• _Ketentuan Tugas_
A. Sebutkan semua nama orang yang disebut dalam artikel tentang sikap Amerika Serikat terhadap kemerdekaan Indonesia.
B. Perbarui bagian artikel tentang sikap Amerika Serikat terhadap kemerdekaan Indonesia, mulai dari "AS sendiri punya" dan terus sampai "Piagam Atlantik 1941.", dengan mengganti "Piagam Atlantik" menjadi "Atlantic Charter".

• _Dokumen Sumber_
++++++++++++++++++++
Nationalgeographic.co.id—Sekitar Oktober 1945, Sukarno pernah mengajukan banding ke Amerika Serikat yang bersikap netral dalam perjuangan antikolonialisme yang merebak di seluruh dunia. Sayangnya, pengajuan banding ini tidak digubris oleh AS.
Perdana Menteri Indonesia pertama Sutan Sjahrir kembali ke Washington pada Desember untuk bertemu dengan Presiden Harry S. Truman.
Dia memohon, "dalam kapasitas Anda sebagai [Presiden] sebuah negara yang netral dan tidak memihak, [kami berharap] Amerika Serikat akan memberikan bantuan yang kami perlukan." Lagi-lagi, AS tidak menghiraukannya.
Ketidakpedulian AS bukan tanpa alasan. Mereka sedang disibukkan dengan membangun kembali sekutu-sekutunya di Eropa setelah Perang Dunia II. Bantuan yang diberikan berdasarkan Marshall Plan yang membuat negara-negara Eropa barat kelak harus membawa keuntungan pada AS. Dengan Marshall Plan, AS ingin membangun kekuatan menghadapi Uni Soviet yang juga kuat.
AS sendiri punya prinsip bahwa kemerdekaan dan kebebasan harus diperjuangkan. Sebab, AS sendiri merupakan bekas 13 koloni di benua Amerika yang pernah diperas Inggris. Mantan Presiden AS Franklin D. Roosevelt bahkan menyatakan, semua orang di muka bumi berhak untuk menentukan nasib sendiri, termasuk kemerdekaannya, melalui Piagam Atlantik 1941.
Masa awal setelah Perang Dunia II cukup sulit bagi AS untuk bersikap. Jauh sebelum Kekaisaran Jepang masuk ke dalam cerita sejarah kemerdekaan Indonesia, AS sangat berpihak kepada Belanda. AS tidak punya peran dalam urusan rumah tangga Belanda dan koloninya di Hindia karena kesepakatan politik.
Tanggung jawab AS jadi besar terhadap koloni Hindia Belanda menjelang Perang Dunia II. Sebelum Jepang masuk ke Hindia Belanda, Gubernur Jenderal Van Mook dan Jenderal Douglas MacArthur sempat mengadakan kesepakatan tentang pengembalian Hindia ke Belanda setelah Perang.
++++++++++++++++++++
• _Daftar Data_
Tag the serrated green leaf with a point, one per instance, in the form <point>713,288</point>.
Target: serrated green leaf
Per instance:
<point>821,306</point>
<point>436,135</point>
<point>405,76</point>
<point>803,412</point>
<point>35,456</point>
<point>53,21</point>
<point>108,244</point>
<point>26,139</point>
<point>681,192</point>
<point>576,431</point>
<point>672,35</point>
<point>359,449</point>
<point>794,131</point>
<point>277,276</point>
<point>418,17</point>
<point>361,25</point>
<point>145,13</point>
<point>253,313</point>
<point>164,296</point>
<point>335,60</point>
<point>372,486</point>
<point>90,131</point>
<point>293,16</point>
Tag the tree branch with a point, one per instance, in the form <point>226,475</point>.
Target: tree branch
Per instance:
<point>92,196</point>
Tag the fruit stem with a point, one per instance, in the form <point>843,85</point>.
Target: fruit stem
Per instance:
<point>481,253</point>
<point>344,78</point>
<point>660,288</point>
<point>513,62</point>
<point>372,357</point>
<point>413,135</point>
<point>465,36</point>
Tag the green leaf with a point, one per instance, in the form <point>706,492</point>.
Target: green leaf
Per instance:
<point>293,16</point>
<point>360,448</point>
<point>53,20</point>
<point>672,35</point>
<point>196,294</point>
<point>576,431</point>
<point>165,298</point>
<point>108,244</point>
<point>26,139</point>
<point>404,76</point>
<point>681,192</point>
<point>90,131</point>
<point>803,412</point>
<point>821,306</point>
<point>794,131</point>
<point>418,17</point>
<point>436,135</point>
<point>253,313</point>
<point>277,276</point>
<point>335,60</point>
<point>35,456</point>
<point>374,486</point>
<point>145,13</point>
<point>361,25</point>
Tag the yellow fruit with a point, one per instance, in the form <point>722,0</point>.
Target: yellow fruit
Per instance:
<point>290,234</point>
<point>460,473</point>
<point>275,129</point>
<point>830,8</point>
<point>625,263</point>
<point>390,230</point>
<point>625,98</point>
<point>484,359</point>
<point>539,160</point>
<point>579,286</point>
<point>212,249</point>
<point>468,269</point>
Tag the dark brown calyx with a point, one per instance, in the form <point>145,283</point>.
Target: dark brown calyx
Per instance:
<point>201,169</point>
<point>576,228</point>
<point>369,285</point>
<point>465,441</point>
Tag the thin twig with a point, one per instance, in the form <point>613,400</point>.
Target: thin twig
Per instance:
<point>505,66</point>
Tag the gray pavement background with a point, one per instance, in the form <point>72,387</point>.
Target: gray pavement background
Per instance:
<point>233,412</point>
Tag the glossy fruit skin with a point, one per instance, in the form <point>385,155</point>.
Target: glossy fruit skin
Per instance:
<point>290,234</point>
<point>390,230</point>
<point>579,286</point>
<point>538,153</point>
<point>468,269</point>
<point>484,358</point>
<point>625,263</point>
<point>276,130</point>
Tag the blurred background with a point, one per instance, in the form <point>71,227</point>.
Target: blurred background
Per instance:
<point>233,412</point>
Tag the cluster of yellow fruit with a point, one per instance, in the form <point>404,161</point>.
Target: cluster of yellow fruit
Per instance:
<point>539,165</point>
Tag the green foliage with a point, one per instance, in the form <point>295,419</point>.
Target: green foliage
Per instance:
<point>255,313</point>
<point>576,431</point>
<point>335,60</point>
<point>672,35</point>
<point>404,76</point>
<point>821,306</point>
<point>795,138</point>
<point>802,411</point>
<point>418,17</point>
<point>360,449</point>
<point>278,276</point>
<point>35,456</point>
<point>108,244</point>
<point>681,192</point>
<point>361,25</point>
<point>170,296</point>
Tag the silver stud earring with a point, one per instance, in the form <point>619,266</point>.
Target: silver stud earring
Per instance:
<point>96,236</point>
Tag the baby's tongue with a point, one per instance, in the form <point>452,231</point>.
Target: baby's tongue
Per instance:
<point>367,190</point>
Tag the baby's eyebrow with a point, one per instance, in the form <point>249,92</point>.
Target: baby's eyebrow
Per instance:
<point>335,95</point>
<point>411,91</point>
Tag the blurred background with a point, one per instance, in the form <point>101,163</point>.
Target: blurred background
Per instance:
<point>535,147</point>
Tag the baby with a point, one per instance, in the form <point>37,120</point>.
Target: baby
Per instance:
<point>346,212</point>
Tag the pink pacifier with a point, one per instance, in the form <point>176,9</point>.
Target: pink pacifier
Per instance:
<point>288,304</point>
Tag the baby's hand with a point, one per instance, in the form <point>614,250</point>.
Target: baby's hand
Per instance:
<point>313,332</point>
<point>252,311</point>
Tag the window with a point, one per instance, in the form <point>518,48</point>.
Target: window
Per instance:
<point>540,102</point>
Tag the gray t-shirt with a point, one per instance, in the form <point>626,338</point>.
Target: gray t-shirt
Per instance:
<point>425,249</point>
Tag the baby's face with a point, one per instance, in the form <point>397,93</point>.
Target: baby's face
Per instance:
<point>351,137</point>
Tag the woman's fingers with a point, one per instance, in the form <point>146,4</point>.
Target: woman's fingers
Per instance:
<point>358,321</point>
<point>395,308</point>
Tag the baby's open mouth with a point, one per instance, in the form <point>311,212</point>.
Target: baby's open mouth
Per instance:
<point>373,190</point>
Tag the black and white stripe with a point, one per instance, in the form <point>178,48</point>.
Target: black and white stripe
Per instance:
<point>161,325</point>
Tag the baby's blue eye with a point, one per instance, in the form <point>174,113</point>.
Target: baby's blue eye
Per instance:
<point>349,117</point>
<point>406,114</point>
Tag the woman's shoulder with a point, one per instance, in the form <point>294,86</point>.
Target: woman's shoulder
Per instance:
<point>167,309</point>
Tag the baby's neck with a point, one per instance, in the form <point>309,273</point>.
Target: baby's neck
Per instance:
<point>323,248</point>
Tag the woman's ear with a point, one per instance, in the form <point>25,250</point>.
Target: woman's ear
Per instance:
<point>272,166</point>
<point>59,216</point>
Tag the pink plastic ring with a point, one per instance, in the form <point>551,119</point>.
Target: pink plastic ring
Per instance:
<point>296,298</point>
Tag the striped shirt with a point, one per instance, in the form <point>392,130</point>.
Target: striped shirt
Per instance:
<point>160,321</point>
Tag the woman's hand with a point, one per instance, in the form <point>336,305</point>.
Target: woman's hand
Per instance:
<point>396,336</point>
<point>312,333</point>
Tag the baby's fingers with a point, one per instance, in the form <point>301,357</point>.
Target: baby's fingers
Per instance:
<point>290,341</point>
++++++++++++++++++++
• _Jawaban yang Diharapkan_
A. Sukarno, Sutan Sjahrir, Harry S. Truman, Franklin D. Roosevelt, Van Mook, Douglas MacArthur

B.
AS sendiri punya prinsip bahwa kemerdekaan dan kebebasan harus diperjuangkan. Sebab, AS sendiri merupakan bekas 13 koloni di benua Amerika yang pernah diperas Inggris. Mantan Presiden AS Franklin D. Roosevelt bahkan menyatakan, semua orang di muka bumi berhak untuk menentukan nasib sendiri, termasuk kemerdekaannya, melalui Atlantic Charter 1941.